What is the point of reading something to people who cannot understand it?


----------



## barkley04

maxiogee said:
			
		

> What is the point of reading something to people who cannot understand it?


I am sorry but people shall make an effort to understand the holy qur'aan if they want so..


----------



## cherine

I'm not the best entitled person to answer the question of this thread, as I already live in an Arabic speaking country, so this has never been an issue here. Well not directly, because we sometimes have another type of language issue (the "level" of language), but this is not the topic here 


			
				maxiogee said:
			
		

> What is the point of reading something to people who cannot understand it?


I imagine it's hard to conceive for a person who doesn't speak Arabic, but Qur'an in Arabic "feels" so different than in any other language, no matter how good the translation is. Besides, Qur'an is read in Arabic as a part of the prayers (Salat), but the serom itself (bayaan, or Khutba in Arabic) is supposed to be given in a language understood by the "audience". It's very stupid to speak Arabic to people who don't know it.

* _GIVEN DATA_
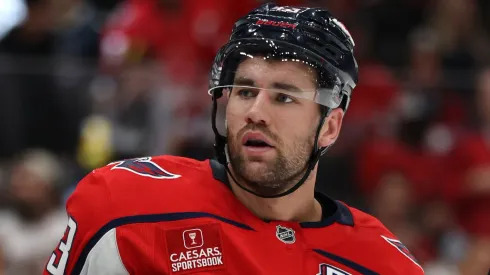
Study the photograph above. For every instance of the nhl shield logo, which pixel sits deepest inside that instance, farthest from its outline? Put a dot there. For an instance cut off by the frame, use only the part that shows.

* _STATED GOAL_
Summarize the forum thread on reading the Qur'an in Arabic in three sentences. Rely only on the text to complete this.

* _OUTPUT FOR THIS TASK_
The thread opens by asking what the point is of reading something to people who cannot understand it. One reply says people should make an effort to understand the Qur'an if they want to. Another reply, from someone living in an Arabic-speaking country, says the Qur'an in Arabic feels different from any translation and is read in Arabic as part of the prayers, while the Khutba is supposed to be given in a language the audience understands.